## Exercice A
D'après la critique, qui a réalisé Les Traqués de l'An 2000 ?

==*==

Les Traqués de l’An 2000 : Punishment Camp

On ne va pas réitérer nos propos sur tout le bien que nous pensons de la ligne éditoriale de Rimini Éditions, nos précédents articles parlent d’eux-mêmes. Seulement, une fois n’est pas coutume, l’éditeur nous a gratifié d’un film que nous n’espérions jamais voir honoré du format blu-ray. Les Traqués de l’An 2000, sorti en plein âge d’or de la Ozploitation et réalisé par Brian Trenchard-Smith (L’homme de Hong Kong) est typiquement le genre de film d’exploitation que l’on aurait adoré découvrir installé confortablement dans une Cadillac au cœur d’un drive-in en train de siroter une bonne mousse et de déguster des pop-corn bien chauds. Film à ne surtout pas confondre avec Les Révoltés de l’An 2000 (excellent film au demeurant, mais au sujet radicalement différent), Les Traqués de l’An 2000 est un film de chasse à l’homme qui emprunte les codes du film de prison autant que ceux de l’anticipation. Véritable fourre-tout absolument jubilatoire pour lequel vous risquez de tomber follement amoureux…et vous serez bien les seuls, on vous explique pourquoi ci-dessous.

Dans un futur proche, un gouvernement totalitaire fait arrêter les citoyens considérés comme déviants et les interne dans de terribles camps de rééducation où se pratiquent humiliations, sévices et tortures. Que vous soyez à peine soupçonné de prostitution ou bien que vous vous exprimiez un peu trop librement, vous serez internés. Charles Thatcher, le directeur de l’un des camps à la réputation la plus sévère, décide d’organiser une chasse à l’homme pour quelques clients fortunés. Certains prisonniers seront lâchés dans une forêt proche et serviront de gibier sous réserve de leur rendre leur liberté à la condition de survivre.

==*==

## Exercice B
Recopiez toutes les lignes des enregistrements, de celle qui contient « chain link fence » jusqu'à celle qui contient « [0,0,853,350] », bornes comprises. Décalez de 143 chaque coordonnée des cadres figurant dans les réponses et laissez le reste inchangé.

Extrait d'un fichier de données

==*==

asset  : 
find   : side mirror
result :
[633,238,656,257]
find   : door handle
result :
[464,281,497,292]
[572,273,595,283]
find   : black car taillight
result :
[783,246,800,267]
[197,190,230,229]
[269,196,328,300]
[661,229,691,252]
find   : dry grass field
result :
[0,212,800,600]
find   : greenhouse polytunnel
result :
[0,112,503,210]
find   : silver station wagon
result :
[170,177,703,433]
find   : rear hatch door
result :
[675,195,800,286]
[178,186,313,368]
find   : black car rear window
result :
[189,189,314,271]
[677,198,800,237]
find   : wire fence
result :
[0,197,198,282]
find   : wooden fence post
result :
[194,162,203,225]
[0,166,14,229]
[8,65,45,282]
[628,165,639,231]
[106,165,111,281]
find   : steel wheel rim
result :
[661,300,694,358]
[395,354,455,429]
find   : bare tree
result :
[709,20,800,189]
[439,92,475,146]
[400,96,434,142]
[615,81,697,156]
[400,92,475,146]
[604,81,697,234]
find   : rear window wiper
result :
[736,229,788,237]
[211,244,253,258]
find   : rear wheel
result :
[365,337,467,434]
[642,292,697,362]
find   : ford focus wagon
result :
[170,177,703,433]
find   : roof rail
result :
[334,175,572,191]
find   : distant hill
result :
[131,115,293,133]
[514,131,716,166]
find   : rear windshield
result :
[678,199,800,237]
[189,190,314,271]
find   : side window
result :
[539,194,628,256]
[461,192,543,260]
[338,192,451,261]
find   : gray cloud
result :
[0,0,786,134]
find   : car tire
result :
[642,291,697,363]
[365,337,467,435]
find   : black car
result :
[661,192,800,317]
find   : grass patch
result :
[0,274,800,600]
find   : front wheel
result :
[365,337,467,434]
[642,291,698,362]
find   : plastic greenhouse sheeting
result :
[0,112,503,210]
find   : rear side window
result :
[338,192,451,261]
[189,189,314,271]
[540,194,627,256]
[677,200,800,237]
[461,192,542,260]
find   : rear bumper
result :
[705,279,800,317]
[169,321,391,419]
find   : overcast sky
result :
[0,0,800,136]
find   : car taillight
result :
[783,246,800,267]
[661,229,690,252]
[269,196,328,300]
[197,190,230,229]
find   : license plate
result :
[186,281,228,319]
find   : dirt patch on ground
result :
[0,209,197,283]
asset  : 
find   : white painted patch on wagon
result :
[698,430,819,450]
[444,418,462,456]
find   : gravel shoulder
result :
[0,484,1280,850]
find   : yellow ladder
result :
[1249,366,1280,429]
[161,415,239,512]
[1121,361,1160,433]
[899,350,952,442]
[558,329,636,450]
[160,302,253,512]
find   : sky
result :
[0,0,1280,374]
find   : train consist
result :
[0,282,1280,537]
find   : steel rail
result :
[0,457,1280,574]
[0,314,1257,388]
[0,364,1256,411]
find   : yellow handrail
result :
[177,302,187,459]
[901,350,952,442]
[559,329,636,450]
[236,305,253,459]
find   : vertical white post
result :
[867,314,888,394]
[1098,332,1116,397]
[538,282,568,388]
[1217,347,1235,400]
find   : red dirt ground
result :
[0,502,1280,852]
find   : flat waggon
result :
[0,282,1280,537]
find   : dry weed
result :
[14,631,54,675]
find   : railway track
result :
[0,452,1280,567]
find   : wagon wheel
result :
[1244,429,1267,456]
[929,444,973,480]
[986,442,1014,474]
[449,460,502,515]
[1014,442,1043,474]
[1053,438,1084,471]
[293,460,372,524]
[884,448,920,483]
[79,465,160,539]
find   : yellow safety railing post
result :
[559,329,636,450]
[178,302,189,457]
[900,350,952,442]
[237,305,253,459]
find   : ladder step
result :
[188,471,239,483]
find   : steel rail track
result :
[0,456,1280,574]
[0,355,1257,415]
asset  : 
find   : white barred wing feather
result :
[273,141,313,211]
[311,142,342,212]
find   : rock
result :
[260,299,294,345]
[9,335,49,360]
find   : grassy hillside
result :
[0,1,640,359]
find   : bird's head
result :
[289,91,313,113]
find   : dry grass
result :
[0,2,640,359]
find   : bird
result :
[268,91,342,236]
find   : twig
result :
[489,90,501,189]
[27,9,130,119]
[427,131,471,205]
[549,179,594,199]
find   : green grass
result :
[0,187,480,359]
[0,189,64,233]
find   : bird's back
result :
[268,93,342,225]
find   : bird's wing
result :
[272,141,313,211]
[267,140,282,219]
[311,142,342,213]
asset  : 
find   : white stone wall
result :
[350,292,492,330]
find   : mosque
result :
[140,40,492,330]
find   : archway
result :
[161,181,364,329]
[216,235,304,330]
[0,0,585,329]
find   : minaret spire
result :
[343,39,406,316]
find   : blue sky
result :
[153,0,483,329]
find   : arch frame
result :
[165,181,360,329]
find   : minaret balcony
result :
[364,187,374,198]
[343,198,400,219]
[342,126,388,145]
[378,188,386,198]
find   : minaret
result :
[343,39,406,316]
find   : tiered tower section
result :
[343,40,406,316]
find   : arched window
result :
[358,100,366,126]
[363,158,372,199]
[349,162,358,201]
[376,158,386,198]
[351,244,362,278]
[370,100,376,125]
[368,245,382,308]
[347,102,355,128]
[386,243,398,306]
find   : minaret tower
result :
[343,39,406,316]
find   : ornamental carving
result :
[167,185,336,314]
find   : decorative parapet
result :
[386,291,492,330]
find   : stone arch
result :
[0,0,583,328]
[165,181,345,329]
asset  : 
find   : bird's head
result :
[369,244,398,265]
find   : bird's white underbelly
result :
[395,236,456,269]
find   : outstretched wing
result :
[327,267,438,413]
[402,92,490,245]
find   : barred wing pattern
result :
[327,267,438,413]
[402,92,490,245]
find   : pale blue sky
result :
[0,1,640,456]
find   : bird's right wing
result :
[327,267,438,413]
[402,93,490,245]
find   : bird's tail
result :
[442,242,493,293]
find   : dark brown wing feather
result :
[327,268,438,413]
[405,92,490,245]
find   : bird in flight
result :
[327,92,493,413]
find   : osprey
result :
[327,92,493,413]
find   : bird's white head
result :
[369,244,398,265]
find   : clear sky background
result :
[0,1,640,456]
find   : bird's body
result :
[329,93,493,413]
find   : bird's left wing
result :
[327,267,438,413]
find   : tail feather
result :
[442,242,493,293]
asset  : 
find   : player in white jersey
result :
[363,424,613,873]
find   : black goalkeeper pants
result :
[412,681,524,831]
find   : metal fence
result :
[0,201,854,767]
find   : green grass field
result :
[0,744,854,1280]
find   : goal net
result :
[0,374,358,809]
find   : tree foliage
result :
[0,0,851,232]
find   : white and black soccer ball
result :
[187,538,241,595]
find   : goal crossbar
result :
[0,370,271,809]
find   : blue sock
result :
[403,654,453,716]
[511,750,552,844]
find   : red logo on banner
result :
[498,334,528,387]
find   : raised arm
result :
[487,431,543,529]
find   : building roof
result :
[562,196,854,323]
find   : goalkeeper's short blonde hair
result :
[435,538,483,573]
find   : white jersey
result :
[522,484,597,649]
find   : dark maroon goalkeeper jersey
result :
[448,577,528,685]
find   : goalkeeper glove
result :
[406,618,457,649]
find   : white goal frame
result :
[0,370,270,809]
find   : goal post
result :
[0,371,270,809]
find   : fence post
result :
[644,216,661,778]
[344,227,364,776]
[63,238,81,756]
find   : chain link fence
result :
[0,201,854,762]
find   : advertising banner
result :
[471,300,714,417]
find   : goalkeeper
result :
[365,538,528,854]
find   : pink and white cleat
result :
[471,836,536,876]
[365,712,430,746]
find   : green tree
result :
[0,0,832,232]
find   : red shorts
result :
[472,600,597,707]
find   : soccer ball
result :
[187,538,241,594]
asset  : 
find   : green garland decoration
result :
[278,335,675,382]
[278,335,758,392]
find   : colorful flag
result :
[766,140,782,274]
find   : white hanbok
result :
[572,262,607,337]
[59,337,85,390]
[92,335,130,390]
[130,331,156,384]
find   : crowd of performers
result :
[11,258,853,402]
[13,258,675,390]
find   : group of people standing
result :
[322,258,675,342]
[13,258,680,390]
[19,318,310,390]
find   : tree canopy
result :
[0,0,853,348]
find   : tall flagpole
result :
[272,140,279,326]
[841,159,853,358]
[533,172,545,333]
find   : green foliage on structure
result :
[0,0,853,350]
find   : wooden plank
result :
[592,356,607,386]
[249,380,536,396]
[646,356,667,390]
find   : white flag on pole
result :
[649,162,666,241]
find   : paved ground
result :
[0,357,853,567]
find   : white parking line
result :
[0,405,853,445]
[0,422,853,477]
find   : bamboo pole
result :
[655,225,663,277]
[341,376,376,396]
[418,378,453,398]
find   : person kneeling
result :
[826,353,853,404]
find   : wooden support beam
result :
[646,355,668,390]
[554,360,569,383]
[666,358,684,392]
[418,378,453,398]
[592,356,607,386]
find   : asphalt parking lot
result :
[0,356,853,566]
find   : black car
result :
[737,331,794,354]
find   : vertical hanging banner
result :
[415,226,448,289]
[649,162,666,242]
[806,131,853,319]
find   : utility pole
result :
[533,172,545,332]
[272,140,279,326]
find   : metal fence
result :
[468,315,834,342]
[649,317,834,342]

==*==

## Réponse A
Brian Trenchard-Smith.

## Réponse B
find   : chain link fence
result :
[143,344,997,905]
find   : advertising banner
result :
[614,443,857,560]
find   : goalkeeper
result :
[508,681,671,997]
find   : pink and white cleat
result :
[614,979,679,1019]
[508,855,573,889]
find   : green tree
result :
[143,143,975,375]
find   : red shorts
result :
[615,743,740,850]
find   : soccer ball
result :
[330,681,384,737]
asset  : 
find   : green garland decoration
result :
[421,478,818,525]
[421,478,901,535]
find   : colorful flag
result :
[909,283,925,417]
find   : white hanbok
result :
[715,405,750,480]
[202,480,228,533]
[235,478,273,533]
[273,474,299,527]
find   : crowd of performers
result :
[154,401,996,545]
[156,401,818,533]
find   : group of people standing
result :
[465,401,818,485]
[156,401,823,533]
[162,461,453,533]
find   : tree canopy
result :
[143,143,996,491]
find   : tall flagpole
result :
[415,283,422,469]
[984,302,996,501]
[676,315,688,476]
find   : green foliage on structure
result :
[143,143,996,493]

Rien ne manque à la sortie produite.